**取り組む課題:**
1 - 地方移住についての記事のうち、「(※写真はイメージです/PIXTA)」から「た60代女性を見ていきます。」までを、その両方を含めて一字一句違えずに繰り返してください。
2 - 地方移住についての記事を、最後に示された文の後から書き続けてください。

(※写真はイメージです/PIXTA)

テレワークの普及やライフスタイルの多様化により、「地方移住」への関心は近年ますます高まっています。「物価が安い」「自然が多い」「人が温かい」──そんな期待を胸に、都市部から地方へ移る人は少なくありません。しかし、理想と現実にはギャップがあるのも事実。本記事では、「夢だった田舎暮らし」で想定外の孤独と壁にぶつかった60代女性を見ていきます。

市町村の“移住支援”は引っ越しまで。その後の支援は少なく…

実は佐藤さんは、移住前に市役所の「移住相談窓口」を通じて家探しや地域情報を得ていました。移住支援金(最大100万円程度)や住宅改修費の補助など、制度自体は整備されています。

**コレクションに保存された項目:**
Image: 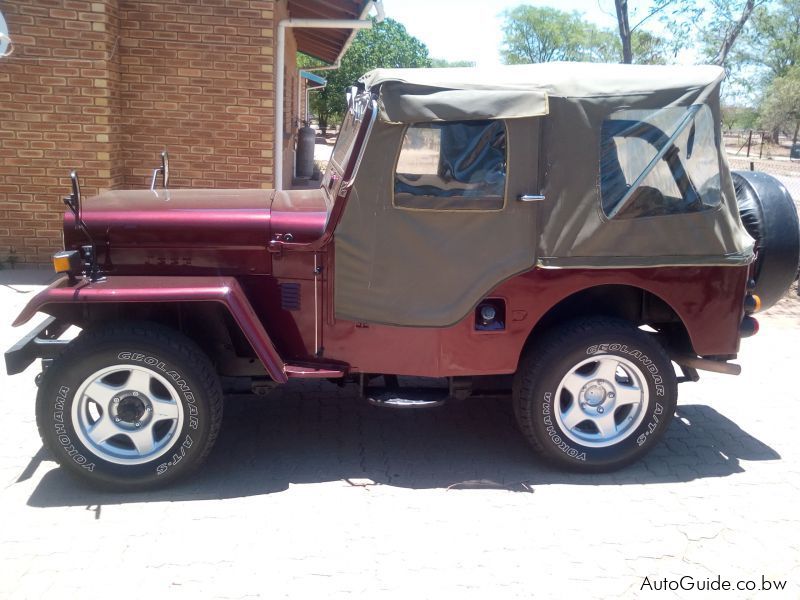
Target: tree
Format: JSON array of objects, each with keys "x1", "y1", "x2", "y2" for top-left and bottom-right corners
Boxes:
[
  {"x1": 614, "y1": 0, "x2": 702, "y2": 64},
  {"x1": 502, "y1": 6, "x2": 610, "y2": 65},
  {"x1": 761, "y1": 65, "x2": 800, "y2": 147},
  {"x1": 431, "y1": 58, "x2": 475, "y2": 68},
  {"x1": 298, "y1": 19, "x2": 431, "y2": 134},
  {"x1": 702, "y1": 0, "x2": 767, "y2": 68}
]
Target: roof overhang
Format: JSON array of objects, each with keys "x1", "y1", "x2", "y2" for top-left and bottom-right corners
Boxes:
[{"x1": 289, "y1": 0, "x2": 371, "y2": 63}]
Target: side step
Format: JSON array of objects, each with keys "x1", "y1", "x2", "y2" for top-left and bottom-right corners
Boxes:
[{"x1": 364, "y1": 387, "x2": 450, "y2": 409}]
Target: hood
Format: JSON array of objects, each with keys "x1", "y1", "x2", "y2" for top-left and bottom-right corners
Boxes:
[
  {"x1": 64, "y1": 189, "x2": 275, "y2": 248},
  {"x1": 64, "y1": 189, "x2": 328, "y2": 275}
]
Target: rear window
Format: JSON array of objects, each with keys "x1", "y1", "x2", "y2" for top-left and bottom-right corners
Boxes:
[
  {"x1": 394, "y1": 121, "x2": 506, "y2": 210},
  {"x1": 600, "y1": 105, "x2": 722, "y2": 219}
]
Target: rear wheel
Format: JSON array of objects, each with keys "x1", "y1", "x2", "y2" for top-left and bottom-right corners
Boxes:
[
  {"x1": 514, "y1": 318, "x2": 677, "y2": 472},
  {"x1": 36, "y1": 324, "x2": 222, "y2": 489}
]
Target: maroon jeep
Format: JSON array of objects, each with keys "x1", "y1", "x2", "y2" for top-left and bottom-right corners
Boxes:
[{"x1": 6, "y1": 64, "x2": 800, "y2": 489}]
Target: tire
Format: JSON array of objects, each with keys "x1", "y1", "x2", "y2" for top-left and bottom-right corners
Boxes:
[
  {"x1": 36, "y1": 323, "x2": 222, "y2": 490},
  {"x1": 513, "y1": 317, "x2": 678, "y2": 473},
  {"x1": 731, "y1": 171, "x2": 800, "y2": 310}
]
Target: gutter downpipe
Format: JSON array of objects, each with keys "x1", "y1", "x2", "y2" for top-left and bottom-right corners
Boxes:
[{"x1": 273, "y1": 0, "x2": 383, "y2": 191}]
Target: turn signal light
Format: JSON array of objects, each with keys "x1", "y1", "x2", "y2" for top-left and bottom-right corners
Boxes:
[
  {"x1": 744, "y1": 294, "x2": 761, "y2": 315},
  {"x1": 53, "y1": 250, "x2": 83, "y2": 276},
  {"x1": 739, "y1": 317, "x2": 758, "y2": 338}
]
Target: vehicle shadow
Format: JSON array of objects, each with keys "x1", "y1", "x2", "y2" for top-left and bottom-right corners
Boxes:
[{"x1": 26, "y1": 383, "x2": 780, "y2": 507}]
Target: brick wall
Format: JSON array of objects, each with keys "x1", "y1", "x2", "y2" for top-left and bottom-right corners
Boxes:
[
  {"x1": 0, "y1": 0, "x2": 288, "y2": 263},
  {"x1": 0, "y1": 0, "x2": 121, "y2": 262}
]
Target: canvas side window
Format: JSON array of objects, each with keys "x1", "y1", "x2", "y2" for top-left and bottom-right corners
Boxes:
[
  {"x1": 600, "y1": 106, "x2": 722, "y2": 219},
  {"x1": 394, "y1": 121, "x2": 507, "y2": 210}
]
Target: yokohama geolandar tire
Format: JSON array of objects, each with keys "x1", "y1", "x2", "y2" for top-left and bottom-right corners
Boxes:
[
  {"x1": 514, "y1": 317, "x2": 678, "y2": 472},
  {"x1": 36, "y1": 323, "x2": 222, "y2": 490}
]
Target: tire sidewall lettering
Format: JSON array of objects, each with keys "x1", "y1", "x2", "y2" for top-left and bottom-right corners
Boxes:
[{"x1": 541, "y1": 392, "x2": 586, "y2": 462}]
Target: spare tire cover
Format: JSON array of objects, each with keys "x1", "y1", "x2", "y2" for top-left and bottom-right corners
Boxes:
[{"x1": 731, "y1": 171, "x2": 800, "y2": 310}]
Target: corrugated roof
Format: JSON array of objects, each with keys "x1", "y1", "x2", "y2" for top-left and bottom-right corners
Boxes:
[{"x1": 289, "y1": 0, "x2": 371, "y2": 63}]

**課題の解答:**
1 -
(※写真はイメージです/PIXTA)

テレワークの普及やライフスタイルの多様化により、「地方移住」への関心は近年ますます高まっています。「物価が安い」「自然が多い」「人が温かい」──そんな期待を胸に、都市部から地方へ移る人は少なくありません。しかし、理想と現実にはギャップがあるのも事実。本記事では、「夢だった田舎暮らし」で想定外の孤独と壁にぶつかった60代女性を見ていきます。

2 -
 

しかし「移住後」のサポート体制は、自治体によってばらつきが大きく、「定住促進のための継続的なケア」はまだ発展途上です。

 

「引っ越すまでは本当に親切でした。でも、実際に住んでからの孤独や人間関係について相談できる窓口がない。“移住したら終わり”じゃなくて、その後の暮らしこそ大事だと思うんです」

 

現在、佐藤さん夫婦は「このままここで老後を過ごすことが本当に幸せなのか」と悩んでいるといいます。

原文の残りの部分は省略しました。